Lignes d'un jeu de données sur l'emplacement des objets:
══════

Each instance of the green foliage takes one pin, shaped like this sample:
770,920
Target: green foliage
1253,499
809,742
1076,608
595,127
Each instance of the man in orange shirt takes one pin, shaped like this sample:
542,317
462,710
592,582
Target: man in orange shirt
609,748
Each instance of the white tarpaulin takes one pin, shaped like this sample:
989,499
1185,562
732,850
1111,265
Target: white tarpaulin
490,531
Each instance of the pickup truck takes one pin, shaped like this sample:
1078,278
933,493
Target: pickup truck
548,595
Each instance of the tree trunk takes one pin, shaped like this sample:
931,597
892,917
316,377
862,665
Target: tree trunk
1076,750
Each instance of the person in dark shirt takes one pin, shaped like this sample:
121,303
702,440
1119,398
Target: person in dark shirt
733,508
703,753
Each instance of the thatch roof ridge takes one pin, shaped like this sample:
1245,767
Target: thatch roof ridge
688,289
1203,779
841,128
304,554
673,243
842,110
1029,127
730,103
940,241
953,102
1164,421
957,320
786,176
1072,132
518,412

══════

» **Consignes de travail**:
Recopiez mot pour mot tous les enregistrements ci-dessus, sans rien changer.

» **Résultat complet**:
Each instance of the green foliage takes one pin, shaped like this sample:
770,920
Target: green foliage
1253,499
809,742
1076,608
595,127
Each instance of the man in orange shirt takes one pin, shaped like this sample:
542,317
462,710
592,582
Target: man in orange shirt
609,748
Each instance of the white tarpaulin takes one pin, shaped like this sample:
989,499
1185,562
732,850
1111,265
Target: white tarpaulin
490,531
Each instance of the pickup truck takes one pin, shaped like this sample:
1078,278
933,493
Target: pickup truck
548,595
Each instance of the tree trunk takes one pin, shaped like this sample:
931,597
892,917
316,377
862,665
Target: tree trunk
1076,750
Each instance of the person in dark shirt takes one pin, shaped like this sample:
121,303
702,440
1119,398
Target: person in dark shirt
733,508
703,753
Each instance of the thatch roof ridge takes one pin, shaped like this sample:
1245,767
Target: thatch roof ridge
688,289
1203,779
841,128
304,554
673,243
842,110
1029,127
730,103
940,241
953,102
1164,421
957,320
786,176
1072,132
518,412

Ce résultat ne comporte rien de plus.